# WHAT TO PRODUCE
Answer these questions from the passage on Utz and medieval scholarship:
(a) Over what period of time is the castle Guédelon being rebuilt?
(b) Who identified the problem of scholars failing to reach the public more than 20 years ago?
(c) How many medieval literature courses did the English department director first give the writer?

# QUOTED PASSAGE
>>
Utz writes as if the scholarly world is not just doomed, but scarcely deserving of survival:
The Society for Creative Anachronism has added more to our knowledge of medieval culture by practicing blacksmithing, re-enacting the Battle of Hastings, and performing historical dance than D.W. Robertson’s decision, albeit substantiated by learned footnotes, that all medieval art was created and needs to be read according to the principles of patristic exegesis. Similarly, Michel Guyot’s megaproject of rebuilding a medieval castle, Guédelon, from scratch over a 30-year period, based on 13th-century building plans and without modern technology, yields infinitely more information than another 50 essays obsessing about the authorship of the anonymous Nibelungenlied or Cantar de Mio Cid. Moreover, sites like medievalists.net and publicmedievalist.com communicate valuable information more effectively to academic and nonacademic audiences than dozens of academic journals accessible at subscribers-only sources like JSTOR or Project Muse.
Scholars have indeed failed to bushwhack through old-growth clichés to reach the public; the late Norman Cantor identified the problem more than 20 years ago. But Utz points out an important and underappreciated supply-and-demand clash:
[T]here is now a manifest discrepancy between the large number of students who request that we address their love of Harry Potter, Lord of the Rings, Game of Thrones, and medieval-themed video and computer games on the one hand, and the decreasing number of medievalists hired to replace retiring colleagues on the other.
When I was an adjunct, the director of the English department started me off with one medieval lit course and laughed at my hope that there’d ever be more. In the decade that followed, student demand let me revive the other three medieval courses in the catalog. Now that I’m outside Utz’s drawbridge, I wonder if there shouldn’t be less talk about impressing the public and more effort to win over university bureaucrats, especially lapsed humanities scholars who act like they’re managing a Walmart distribution hub.
<<
# ROWS
>>
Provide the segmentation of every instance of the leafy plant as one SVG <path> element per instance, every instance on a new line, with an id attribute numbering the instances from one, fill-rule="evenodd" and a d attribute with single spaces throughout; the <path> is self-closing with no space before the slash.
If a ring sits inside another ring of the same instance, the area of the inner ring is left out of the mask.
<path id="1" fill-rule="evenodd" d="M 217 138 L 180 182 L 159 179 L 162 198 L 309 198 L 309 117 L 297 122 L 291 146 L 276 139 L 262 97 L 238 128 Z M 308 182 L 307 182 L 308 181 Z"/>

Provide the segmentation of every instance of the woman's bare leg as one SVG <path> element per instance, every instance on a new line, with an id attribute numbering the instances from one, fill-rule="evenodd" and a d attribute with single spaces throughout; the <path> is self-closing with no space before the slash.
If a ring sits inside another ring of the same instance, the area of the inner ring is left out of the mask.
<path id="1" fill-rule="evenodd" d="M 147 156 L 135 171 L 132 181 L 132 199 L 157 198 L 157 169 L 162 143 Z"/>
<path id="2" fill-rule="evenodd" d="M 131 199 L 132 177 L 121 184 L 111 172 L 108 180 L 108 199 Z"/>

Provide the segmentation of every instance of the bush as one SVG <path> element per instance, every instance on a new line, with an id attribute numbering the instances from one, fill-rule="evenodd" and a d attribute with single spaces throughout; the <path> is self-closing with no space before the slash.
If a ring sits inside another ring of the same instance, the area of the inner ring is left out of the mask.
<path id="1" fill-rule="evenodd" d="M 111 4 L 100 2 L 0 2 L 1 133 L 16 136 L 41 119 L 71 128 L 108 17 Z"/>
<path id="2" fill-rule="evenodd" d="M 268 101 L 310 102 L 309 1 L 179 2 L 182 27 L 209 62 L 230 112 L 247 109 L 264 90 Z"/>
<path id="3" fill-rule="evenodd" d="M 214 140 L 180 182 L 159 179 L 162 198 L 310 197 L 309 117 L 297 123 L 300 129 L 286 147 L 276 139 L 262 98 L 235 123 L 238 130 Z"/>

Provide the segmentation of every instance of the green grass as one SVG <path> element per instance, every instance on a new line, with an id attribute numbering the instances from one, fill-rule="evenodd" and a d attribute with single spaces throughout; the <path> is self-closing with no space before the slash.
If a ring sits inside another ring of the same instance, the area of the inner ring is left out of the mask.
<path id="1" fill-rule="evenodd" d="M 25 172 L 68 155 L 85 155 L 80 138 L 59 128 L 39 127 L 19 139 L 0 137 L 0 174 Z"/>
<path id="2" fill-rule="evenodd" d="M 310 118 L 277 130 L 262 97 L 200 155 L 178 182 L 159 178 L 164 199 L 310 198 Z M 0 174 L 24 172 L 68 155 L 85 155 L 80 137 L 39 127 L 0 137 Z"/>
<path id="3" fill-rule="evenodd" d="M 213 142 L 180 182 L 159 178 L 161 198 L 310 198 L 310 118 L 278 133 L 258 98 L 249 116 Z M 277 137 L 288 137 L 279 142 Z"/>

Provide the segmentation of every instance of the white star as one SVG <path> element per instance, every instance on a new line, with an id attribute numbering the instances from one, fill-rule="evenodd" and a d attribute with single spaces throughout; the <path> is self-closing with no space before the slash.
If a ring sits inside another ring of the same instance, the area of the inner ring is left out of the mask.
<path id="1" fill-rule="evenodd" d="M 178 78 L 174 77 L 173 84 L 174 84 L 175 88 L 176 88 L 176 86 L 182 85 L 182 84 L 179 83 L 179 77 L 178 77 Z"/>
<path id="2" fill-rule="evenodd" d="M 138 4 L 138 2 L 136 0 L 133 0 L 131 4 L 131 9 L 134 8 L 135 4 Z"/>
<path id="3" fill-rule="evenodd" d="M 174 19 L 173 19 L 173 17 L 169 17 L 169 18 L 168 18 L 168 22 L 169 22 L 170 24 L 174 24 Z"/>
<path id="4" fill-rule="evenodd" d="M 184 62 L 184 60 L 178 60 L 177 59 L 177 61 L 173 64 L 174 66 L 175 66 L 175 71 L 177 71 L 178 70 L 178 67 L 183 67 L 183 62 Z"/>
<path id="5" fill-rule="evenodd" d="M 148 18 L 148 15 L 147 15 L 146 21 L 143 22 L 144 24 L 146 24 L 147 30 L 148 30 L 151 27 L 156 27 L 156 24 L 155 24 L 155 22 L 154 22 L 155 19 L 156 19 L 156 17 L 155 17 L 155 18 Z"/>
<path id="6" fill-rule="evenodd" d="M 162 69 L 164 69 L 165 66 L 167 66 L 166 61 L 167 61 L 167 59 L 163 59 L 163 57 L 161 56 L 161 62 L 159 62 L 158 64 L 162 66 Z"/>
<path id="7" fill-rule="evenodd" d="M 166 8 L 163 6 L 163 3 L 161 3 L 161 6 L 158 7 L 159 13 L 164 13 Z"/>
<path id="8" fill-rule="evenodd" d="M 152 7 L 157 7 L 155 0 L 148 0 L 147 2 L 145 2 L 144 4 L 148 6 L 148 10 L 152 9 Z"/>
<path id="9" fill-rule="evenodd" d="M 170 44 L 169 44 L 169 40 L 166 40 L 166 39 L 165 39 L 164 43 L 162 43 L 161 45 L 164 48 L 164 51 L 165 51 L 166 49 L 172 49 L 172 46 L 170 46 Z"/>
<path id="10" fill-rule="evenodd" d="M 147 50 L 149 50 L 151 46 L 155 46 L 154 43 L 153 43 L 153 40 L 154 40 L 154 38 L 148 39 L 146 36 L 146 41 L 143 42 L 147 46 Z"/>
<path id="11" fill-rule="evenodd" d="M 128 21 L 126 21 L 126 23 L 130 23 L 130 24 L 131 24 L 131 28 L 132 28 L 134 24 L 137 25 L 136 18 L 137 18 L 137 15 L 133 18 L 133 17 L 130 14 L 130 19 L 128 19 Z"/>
<<
# WRITTEN SOLUTION
(a) A 30-year period
(b) Norman Cantor
(c) One